From the lines below, return each one containing the word "blurred". The match is case-sensitive.

Detection examples:
* * *
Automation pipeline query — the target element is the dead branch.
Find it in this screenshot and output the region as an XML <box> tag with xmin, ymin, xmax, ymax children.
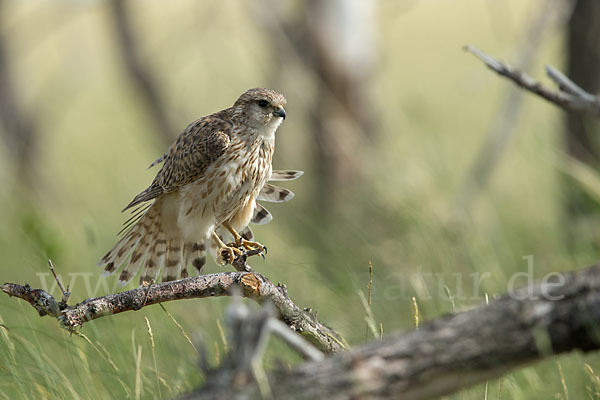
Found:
<box><xmin>184</xmin><ymin>264</ymin><xmax>600</xmax><ymax>400</ymax></box>
<box><xmin>2</xmin><ymin>272</ymin><xmax>344</xmax><ymax>353</ymax></box>
<box><xmin>464</xmin><ymin>45</ymin><xmax>600</xmax><ymax>116</ymax></box>
<box><xmin>457</xmin><ymin>0</ymin><xmax>574</xmax><ymax>211</ymax></box>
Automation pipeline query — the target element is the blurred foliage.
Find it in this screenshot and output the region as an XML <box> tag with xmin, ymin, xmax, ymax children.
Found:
<box><xmin>0</xmin><ymin>0</ymin><xmax>600</xmax><ymax>399</ymax></box>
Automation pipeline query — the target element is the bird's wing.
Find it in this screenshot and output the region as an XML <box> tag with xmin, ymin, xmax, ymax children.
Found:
<box><xmin>123</xmin><ymin>111</ymin><xmax>233</xmax><ymax>211</ymax></box>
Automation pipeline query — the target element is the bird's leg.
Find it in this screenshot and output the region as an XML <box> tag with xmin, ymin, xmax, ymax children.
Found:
<box><xmin>223</xmin><ymin>222</ymin><xmax>267</xmax><ymax>258</ymax></box>
<box><xmin>213</xmin><ymin>232</ymin><xmax>244</xmax><ymax>266</ymax></box>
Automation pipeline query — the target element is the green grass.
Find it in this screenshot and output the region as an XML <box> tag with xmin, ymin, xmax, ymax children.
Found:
<box><xmin>0</xmin><ymin>0</ymin><xmax>600</xmax><ymax>399</ymax></box>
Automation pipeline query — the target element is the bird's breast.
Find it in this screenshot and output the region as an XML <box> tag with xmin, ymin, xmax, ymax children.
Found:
<box><xmin>179</xmin><ymin>140</ymin><xmax>273</xmax><ymax>238</ymax></box>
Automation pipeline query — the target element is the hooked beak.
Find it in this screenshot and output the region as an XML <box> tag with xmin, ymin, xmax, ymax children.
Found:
<box><xmin>273</xmin><ymin>108</ymin><xmax>285</xmax><ymax>119</ymax></box>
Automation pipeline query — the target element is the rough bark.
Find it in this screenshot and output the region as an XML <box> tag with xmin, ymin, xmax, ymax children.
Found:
<box><xmin>2</xmin><ymin>272</ymin><xmax>344</xmax><ymax>353</ymax></box>
<box><xmin>185</xmin><ymin>265</ymin><xmax>600</xmax><ymax>400</ymax></box>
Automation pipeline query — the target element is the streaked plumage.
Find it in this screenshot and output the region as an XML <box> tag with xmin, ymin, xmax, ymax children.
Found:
<box><xmin>99</xmin><ymin>89</ymin><xmax>302</xmax><ymax>284</ymax></box>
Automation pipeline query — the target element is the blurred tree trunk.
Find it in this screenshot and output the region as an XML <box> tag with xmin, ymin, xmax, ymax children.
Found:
<box><xmin>255</xmin><ymin>0</ymin><xmax>376</xmax><ymax>214</ymax></box>
<box><xmin>565</xmin><ymin>0</ymin><xmax>600</xmax><ymax>223</ymax></box>
<box><xmin>0</xmin><ymin>0</ymin><xmax>37</xmax><ymax>186</ymax></box>
<box><xmin>305</xmin><ymin>0</ymin><xmax>374</xmax><ymax>208</ymax></box>
<box><xmin>108</xmin><ymin>0</ymin><xmax>179</xmax><ymax>146</ymax></box>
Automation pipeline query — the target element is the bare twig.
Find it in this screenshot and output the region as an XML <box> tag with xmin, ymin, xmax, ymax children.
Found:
<box><xmin>2</xmin><ymin>272</ymin><xmax>344</xmax><ymax>353</ymax></box>
<box><xmin>465</xmin><ymin>46</ymin><xmax>600</xmax><ymax>116</ymax></box>
<box><xmin>457</xmin><ymin>0</ymin><xmax>573</xmax><ymax>211</ymax></box>
<box><xmin>185</xmin><ymin>264</ymin><xmax>600</xmax><ymax>400</ymax></box>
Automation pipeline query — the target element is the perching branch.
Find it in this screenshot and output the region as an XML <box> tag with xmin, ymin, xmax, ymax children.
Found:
<box><xmin>2</xmin><ymin>272</ymin><xmax>344</xmax><ymax>353</ymax></box>
<box><xmin>182</xmin><ymin>264</ymin><xmax>600</xmax><ymax>400</ymax></box>
<box><xmin>465</xmin><ymin>46</ymin><xmax>600</xmax><ymax>116</ymax></box>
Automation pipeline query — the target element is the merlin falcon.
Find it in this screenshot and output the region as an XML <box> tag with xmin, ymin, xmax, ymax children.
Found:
<box><xmin>98</xmin><ymin>88</ymin><xmax>302</xmax><ymax>285</ymax></box>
* * *
■ **Written response**
Automation pipeline query — the target element is the blurred foliage.
Automation pipeline query — the target element is the blurred tree trunk.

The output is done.